**Set task:** Please copy out the lines of the items below, unchanged, from the line holding "Target: limestone block" through the last line of the items, both ends included.
** start of Information provided **
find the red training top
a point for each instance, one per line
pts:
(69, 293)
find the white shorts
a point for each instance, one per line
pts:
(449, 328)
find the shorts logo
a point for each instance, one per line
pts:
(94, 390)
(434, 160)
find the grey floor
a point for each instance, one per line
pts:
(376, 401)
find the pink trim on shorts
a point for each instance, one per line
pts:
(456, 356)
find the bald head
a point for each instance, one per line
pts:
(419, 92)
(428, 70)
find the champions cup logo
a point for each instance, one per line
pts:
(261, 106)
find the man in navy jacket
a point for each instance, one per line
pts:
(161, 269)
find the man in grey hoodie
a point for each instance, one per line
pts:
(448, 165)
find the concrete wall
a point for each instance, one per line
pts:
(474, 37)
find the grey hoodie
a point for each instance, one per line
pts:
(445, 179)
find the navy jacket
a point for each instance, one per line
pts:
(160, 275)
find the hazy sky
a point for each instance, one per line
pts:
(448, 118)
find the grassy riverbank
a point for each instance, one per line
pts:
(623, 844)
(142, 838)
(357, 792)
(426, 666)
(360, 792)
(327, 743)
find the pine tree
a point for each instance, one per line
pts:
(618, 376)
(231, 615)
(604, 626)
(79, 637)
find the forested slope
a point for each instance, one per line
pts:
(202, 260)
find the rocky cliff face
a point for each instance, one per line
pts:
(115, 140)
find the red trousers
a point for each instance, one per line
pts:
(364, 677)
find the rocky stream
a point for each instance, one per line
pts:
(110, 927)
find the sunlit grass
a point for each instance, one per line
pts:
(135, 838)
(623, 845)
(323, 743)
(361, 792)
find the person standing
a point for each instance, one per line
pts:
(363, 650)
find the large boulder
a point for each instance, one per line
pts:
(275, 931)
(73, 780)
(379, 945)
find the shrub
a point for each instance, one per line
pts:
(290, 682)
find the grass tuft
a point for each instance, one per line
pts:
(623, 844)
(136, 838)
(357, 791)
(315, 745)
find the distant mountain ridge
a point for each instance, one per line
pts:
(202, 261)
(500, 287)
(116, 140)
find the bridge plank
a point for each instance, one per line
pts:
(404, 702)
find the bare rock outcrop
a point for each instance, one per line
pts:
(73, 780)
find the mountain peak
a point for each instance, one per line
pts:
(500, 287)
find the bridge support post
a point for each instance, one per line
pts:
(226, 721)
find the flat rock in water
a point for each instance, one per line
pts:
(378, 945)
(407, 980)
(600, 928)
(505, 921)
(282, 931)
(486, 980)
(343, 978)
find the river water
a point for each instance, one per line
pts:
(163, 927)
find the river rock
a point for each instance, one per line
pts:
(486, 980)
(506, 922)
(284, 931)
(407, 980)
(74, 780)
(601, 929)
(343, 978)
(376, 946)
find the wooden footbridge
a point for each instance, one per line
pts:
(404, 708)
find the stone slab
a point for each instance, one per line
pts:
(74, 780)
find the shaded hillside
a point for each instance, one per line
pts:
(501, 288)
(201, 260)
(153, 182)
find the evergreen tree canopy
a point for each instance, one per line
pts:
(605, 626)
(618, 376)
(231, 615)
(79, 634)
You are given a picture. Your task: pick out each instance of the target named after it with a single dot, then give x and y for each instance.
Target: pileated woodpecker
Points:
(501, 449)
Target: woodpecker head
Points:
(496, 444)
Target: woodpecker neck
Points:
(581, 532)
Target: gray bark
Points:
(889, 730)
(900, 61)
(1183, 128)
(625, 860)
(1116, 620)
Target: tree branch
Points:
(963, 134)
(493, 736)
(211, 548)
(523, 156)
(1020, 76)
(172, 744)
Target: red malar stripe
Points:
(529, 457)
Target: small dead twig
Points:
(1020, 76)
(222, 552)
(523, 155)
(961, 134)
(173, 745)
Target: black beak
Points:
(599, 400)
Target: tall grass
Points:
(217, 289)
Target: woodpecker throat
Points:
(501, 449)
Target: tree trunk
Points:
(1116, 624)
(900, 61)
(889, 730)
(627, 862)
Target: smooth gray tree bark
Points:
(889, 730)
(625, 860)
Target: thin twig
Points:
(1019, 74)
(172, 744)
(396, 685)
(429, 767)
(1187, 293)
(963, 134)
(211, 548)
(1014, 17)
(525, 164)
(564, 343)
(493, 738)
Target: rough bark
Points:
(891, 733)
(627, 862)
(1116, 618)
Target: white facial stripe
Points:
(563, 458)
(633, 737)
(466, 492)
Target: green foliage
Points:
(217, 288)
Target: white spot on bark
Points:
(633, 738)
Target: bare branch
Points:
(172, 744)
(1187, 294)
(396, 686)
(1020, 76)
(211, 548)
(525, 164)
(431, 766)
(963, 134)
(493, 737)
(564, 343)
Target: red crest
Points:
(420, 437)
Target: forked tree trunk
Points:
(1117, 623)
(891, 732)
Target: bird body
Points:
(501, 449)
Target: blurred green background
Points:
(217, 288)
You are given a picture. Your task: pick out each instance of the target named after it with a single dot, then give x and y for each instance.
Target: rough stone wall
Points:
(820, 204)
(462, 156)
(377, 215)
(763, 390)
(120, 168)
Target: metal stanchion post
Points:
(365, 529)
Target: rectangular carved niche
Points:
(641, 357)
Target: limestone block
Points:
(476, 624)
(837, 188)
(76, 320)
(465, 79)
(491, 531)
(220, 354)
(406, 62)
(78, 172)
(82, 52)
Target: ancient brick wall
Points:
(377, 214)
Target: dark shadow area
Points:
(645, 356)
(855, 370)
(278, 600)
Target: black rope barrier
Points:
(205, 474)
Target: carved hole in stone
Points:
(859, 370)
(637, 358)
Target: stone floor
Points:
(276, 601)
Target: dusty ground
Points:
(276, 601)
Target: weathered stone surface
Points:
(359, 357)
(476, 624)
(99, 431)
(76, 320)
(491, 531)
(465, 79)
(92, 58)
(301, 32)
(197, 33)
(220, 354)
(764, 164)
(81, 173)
** end of Information provided **
**Solution for this exercise:**
Target: limestone block
Points:
(476, 624)
(837, 188)
(76, 320)
(465, 79)
(491, 531)
(220, 354)
(406, 62)
(78, 172)
(82, 52)
Target: ancient brick wall
Points:
(377, 214)
Target: dark shadow area
Points:
(645, 356)
(855, 370)
(278, 600)
Target: black rope barrier
Points:
(205, 474)
Target: carved hole in stone
Points:
(859, 370)
(637, 358)
Target: stone floor
Points:
(276, 601)
Target: dusty ground
Points:
(276, 601)
Target: weathered stone surface
Points:
(359, 357)
(476, 624)
(99, 431)
(76, 320)
(491, 531)
(465, 79)
(92, 58)
(301, 32)
(197, 33)
(220, 354)
(764, 164)
(81, 173)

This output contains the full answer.